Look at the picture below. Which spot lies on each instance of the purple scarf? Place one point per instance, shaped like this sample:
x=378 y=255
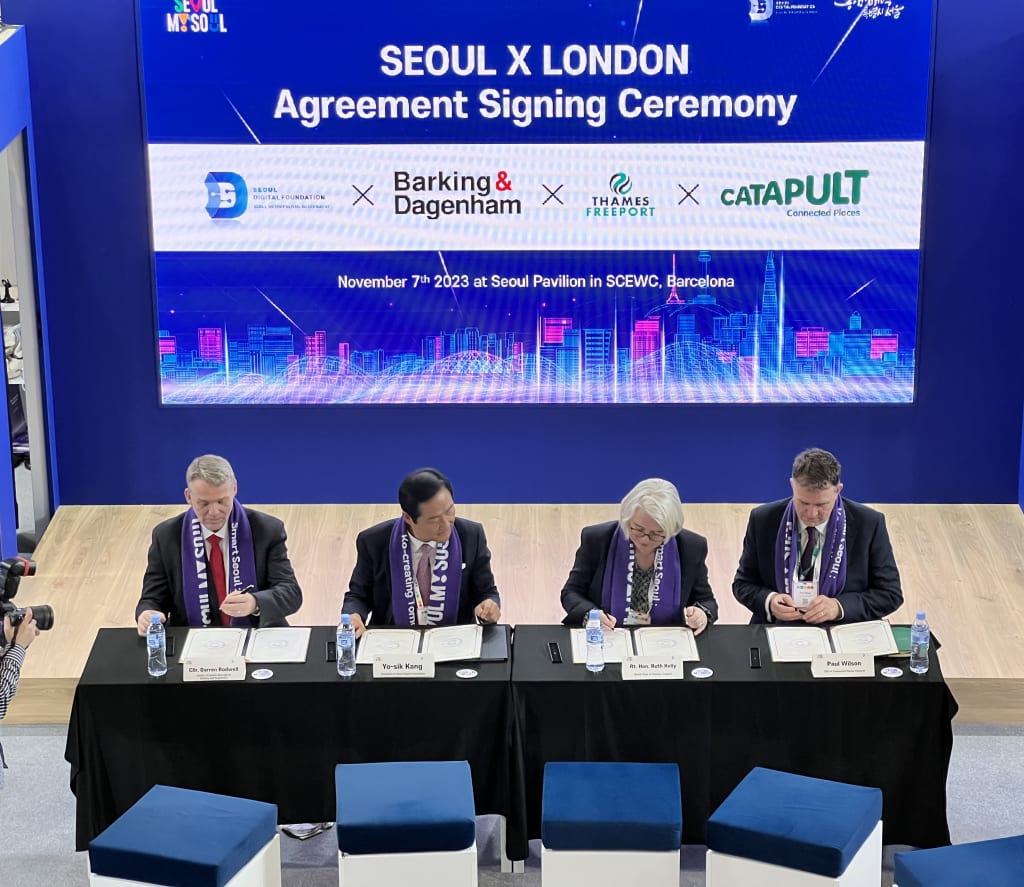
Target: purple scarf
x=197 y=584
x=832 y=577
x=445 y=579
x=666 y=590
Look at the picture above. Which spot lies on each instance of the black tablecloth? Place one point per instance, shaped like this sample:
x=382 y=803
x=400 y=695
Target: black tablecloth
x=275 y=740
x=280 y=740
x=895 y=733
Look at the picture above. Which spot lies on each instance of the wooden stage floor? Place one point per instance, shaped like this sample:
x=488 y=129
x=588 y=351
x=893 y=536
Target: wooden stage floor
x=962 y=563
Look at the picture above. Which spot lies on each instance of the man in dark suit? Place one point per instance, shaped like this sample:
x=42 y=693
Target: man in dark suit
x=426 y=567
x=817 y=557
x=218 y=563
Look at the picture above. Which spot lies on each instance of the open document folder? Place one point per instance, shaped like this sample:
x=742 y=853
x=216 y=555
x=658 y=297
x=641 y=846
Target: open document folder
x=803 y=642
x=287 y=643
x=213 y=643
x=446 y=642
x=621 y=643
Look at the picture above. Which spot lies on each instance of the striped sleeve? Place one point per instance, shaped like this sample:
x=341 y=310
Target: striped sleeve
x=10 y=671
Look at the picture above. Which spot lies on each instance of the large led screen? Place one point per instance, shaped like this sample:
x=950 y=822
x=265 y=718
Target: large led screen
x=664 y=201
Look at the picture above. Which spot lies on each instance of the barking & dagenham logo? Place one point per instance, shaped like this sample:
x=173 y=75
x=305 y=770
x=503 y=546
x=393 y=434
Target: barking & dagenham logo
x=196 y=16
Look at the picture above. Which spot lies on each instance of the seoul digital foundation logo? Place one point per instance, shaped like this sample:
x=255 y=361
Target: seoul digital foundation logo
x=196 y=16
x=622 y=203
x=226 y=195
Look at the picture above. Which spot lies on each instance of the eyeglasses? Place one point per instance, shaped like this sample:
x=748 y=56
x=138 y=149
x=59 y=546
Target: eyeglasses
x=439 y=518
x=656 y=538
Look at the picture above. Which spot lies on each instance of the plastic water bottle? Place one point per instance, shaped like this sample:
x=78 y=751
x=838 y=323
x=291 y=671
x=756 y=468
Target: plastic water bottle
x=921 y=636
x=595 y=642
x=156 y=641
x=346 y=646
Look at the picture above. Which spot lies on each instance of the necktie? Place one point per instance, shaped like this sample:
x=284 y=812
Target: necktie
x=423 y=573
x=807 y=558
x=217 y=572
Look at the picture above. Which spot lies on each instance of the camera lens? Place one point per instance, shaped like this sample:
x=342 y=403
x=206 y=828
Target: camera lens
x=44 y=617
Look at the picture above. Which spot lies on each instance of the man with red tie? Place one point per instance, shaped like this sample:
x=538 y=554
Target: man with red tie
x=218 y=563
x=817 y=557
x=425 y=567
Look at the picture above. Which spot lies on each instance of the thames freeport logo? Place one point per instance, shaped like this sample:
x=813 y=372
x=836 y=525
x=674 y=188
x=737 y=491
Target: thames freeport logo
x=196 y=16
x=623 y=203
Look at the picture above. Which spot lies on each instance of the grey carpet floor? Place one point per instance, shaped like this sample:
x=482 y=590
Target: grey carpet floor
x=37 y=814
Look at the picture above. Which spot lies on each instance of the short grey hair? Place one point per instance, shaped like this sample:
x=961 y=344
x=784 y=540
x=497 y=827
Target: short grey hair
x=215 y=470
x=659 y=499
x=816 y=468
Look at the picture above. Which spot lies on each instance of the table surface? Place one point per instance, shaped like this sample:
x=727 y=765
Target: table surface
x=279 y=740
x=892 y=732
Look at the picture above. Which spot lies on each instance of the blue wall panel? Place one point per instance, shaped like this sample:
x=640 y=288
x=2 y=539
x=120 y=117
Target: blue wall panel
x=958 y=442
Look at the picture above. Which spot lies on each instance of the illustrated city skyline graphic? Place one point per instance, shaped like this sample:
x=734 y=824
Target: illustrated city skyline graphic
x=681 y=348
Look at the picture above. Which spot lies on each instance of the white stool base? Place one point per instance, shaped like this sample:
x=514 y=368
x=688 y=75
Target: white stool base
x=608 y=868
x=262 y=871
x=864 y=870
x=444 y=869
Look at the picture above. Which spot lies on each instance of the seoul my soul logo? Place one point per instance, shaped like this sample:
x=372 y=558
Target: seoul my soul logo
x=623 y=203
x=196 y=16
x=226 y=195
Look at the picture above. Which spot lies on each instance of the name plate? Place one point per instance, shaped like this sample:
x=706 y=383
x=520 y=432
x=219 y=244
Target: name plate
x=414 y=665
x=229 y=669
x=859 y=665
x=665 y=667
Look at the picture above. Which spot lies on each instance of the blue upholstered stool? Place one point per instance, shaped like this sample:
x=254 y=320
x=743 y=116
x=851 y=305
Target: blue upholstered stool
x=983 y=863
x=606 y=824
x=406 y=822
x=780 y=830
x=181 y=838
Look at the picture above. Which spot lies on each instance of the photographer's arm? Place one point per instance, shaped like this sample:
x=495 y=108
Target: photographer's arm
x=10 y=663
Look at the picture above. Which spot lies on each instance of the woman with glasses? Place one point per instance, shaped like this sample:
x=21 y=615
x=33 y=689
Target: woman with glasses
x=643 y=568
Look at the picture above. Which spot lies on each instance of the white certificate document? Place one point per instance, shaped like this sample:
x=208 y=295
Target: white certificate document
x=286 y=643
x=667 y=640
x=875 y=638
x=387 y=641
x=617 y=645
x=452 y=642
x=213 y=643
x=797 y=642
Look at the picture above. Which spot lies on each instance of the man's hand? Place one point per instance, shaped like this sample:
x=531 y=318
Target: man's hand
x=144 y=618
x=239 y=603
x=822 y=609
x=696 y=619
x=487 y=611
x=783 y=607
x=27 y=631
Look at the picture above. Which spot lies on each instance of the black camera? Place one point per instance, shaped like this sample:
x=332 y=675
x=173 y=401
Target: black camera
x=11 y=571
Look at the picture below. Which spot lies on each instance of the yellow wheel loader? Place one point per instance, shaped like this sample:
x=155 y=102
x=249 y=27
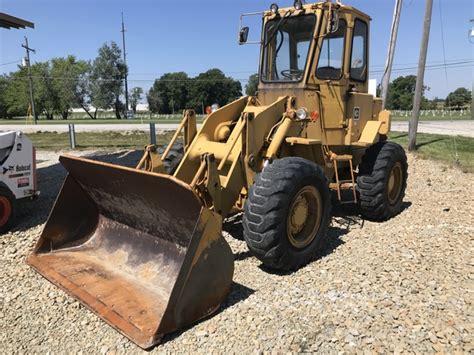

* Written exercise *
Copy all of the data above line for line, without changing anything. Leave the pictures out of your copy.

* Output of the exercise *
Look at the picture below. Which spot lies on each instance of the purple scarf? Place one point per instance, shaped like this sample:
x=378 y=255
Target: purple scarf
x=197 y=584
x=832 y=577
x=445 y=579
x=666 y=590
Look at the picture above. Which spot lies on each instance of the black tablecloth? Place one point per instance, shaped like this sample:
x=382 y=803
x=400 y=695
Target: black tablecloth
x=275 y=740
x=280 y=740
x=895 y=733
Look at the picture above. Which spot lies on each instance of the wooden stage floor? Place one point per instance, shaped like this sample:
x=488 y=129
x=588 y=351
x=893 y=536
Target: wooden stage floor
x=962 y=563
Look at the picture above. Which spot lies on each instance of the man in dark suit? Place one point per instance, shaped like this sample:
x=42 y=693
Target: man in dark suit
x=426 y=567
x=817 y=557
x=218 y=563
Look at the picture above. Which spot lies on each instance of the open document folder? Place one point per instance, shaped like this sample:
x=742 y=853
x=216 y=555
x=658 y=297
x=641 y=846
Target: open document folder
x=803 y=642
x=287 y=643
x=213 y=643
x=446 y=642
x=621 y=643
Look at the picture above. Which spot lies on each instance of the striped sleeve? Place one point per instance, shaped like this sample:
x=341 y=310
Target: striped sleeve
x=10 y=671
Look at the picture above. Which spot lies on each instance of the large led screen? Place one point per instance, shaped like this sample:
x=950 y=822
x=265 y=718
Target: large led screen
x=664 y=201
Look at the picture above. Which spot lies on each instance of the barking & dagenham logo? Place one point per instance, shaped like this sample:
x=173 y=75
x=305 y=770
x=503 y=546
x=393 y=434
Target: barking & dagenham logo
x=196 y=16
Look at the picture above. Which spot lies on each instance of the seoul digital foundation logo? Place one point per instance, shaped like this sample:
x=255 y=361
Target: seoul digital foundation logo
x=196 y=16
x=622 y=203
x=226 y=195
Look at the picture above. Which spot lies on each instance of the eyeglasses? Place one point per instance, shaped like this sample:
x=748 y=56
x=138 y=149
x=59 y=546
Target: eyeglasses
x=439 y=518
x=656 y=538
Look at the picture above. Which spot lies on each instance of the plastic water bottle? Place one point per instance, shaped like this sample:
x=78 y=751
x=838 y=323
x=291 y=671
x=756 y=468
Target: plastic water bottle
x=921 y=636
x=595 y=642
x=156 y=641
x=346 y=646
Look at the picture above. Which spot lies on each instance of the necktie? Place one point per instance, shaped like this sample:
x=284 y=812
Target: necktie
x=423 y=573
x=807 y=558
x=217 y=572
Look at the picture above. Which spot lies on each instance of the camera lens? Place one point per instance, shaped like this sample:
x=342 y=403
x=206 y=828
Target: camera lens
x=44 y=617
Look at the picture above. Which spot lies on each instance of the man with red tie? Place one point per instance, shaped like this sample:
x=538 y=554
Target: man with red tie
x=218 y=563
x=817 y=557
x=425 y=567
Look at the picture above. Which spot lies on each instance of the thames freeport logo? Place one point per instance, shaped like this sample:
x=813 y=372
x=836 y=525
x=674 y=188
x=737 y=491
Target: thames freeport logo
x=196 y=16
x=623 y=203
Look at the picture above. Which spot lies on each instance of the grey carpet floor? Place one point per instance, shaped like this sample:
x=482 y=590
Target: grey carpet floor
x=37 y=814
Look at the picture above. Which spot lies on each instance of the short grey hair? Place one point per instance, shaped like this sample:
x=961 y=344
x=784 y=540
x=497 y=827
Target: short grey hair
x=215 y=470
x=659 y=499
x=816 y=468
Look at the picture above. Which spot lies on each instance of the table surface? Place one point per instance, shaped like this sample:
x=727 y=765
Target: table surface
x=279 y=740
x=892 y=732
Look at the picture above. Which spot lies on each instance of the blue wall panel? Place one point per instance, shaped like this sample:
x=640 y=288
x=2 y=539
x=120 y=117
Target: blue wall panel
x=958 y=442
Look at the picture above. Which spot lies on each instance of the illustrated city skyline graphic? Place one point per instance, shaped like this sample:
x=734 y=824
Target: illustrated city skyline graphic
x=681 y=348
Look at the picture above. Which spot lies on each instance of the white stool base? Place one point per instance, shaped like this sample:
x=514 y=368
x=688 y=75
Target: white stool base
x=608 y=868
x=262 y=871
x=864 y=870
x=444 y=869
Look at the picture above. Which spot lies on each instance of the seoul my soul logo? Place one point per instance, shaped like this sample:
x=372 y=558
Target: seoul my soul logo
x=623 y=203
x=196 y=16
x=226 y=195
Look at the picture above. Which spot lies on each instance of the name plate? Place one point per instance, shaped like this sample:
x=706 y=383
x=520 y=432
x=219 y=244
Target: name plate
x=414 y=665
x=229 y=669
x=859 y=665
x=665 y=667
Look at the picture above. Which spot lies on each instance of the blue upholstered stool? Place one point per instance, shaped like this sample:
x=254 y=320
x=743 y=116
x=851 y=305
Target: blue upholstered stool
x=983 y=863
x=606 y=824
x=406 y=822
x=780 y=830
x=181 y=838
Look at the picture above. Which spot lies on each instance of the photographer's arm? Place one point per instance, shaped like this sample:
x=495 y=108
Target: photographer's arm
x=10 y=663
Look at the picture above. Which spot lies on each instance of the woman with glasses? Place one point per instance, shaped like this sample:
x=21 y=615
x=33 y=689
Target: woman with glasses
x=643 y=568
Look at the picture above. Which spot lies on each instance of the white certificate document? Place one point per instance, shaped like this sample:
x=208 y=295
Target: white certificate document
x=286 y=643
x=667 y=640
x=875 y=638
x=387 y=641
x=617 y=645
x=452 y=642
x=213 y=643
x=797 y=642
Look at the picture above. Which spot lies on each instance of the man's hand? Place one point per instance, shaped like this sample:
x=531 y=318
Target: man's hand
x=144 y=618
x=239 y=603
x=822 y=609
x=696 y=619
x=487 y=611
x=783 y=607
x=27 y=631
Look at the picture above. Which spot lies on each instance of the black camera? Place one point per instance, shaped like this sample:
x=332 y=675
x=173 y=401
Target: black camera
x=11 y=571
Look at the picture below. Which spot lies on each instance of the yellow wheel loader? Place one point per instance, shaped like this sample:
x=155 y=102
x=249 y=27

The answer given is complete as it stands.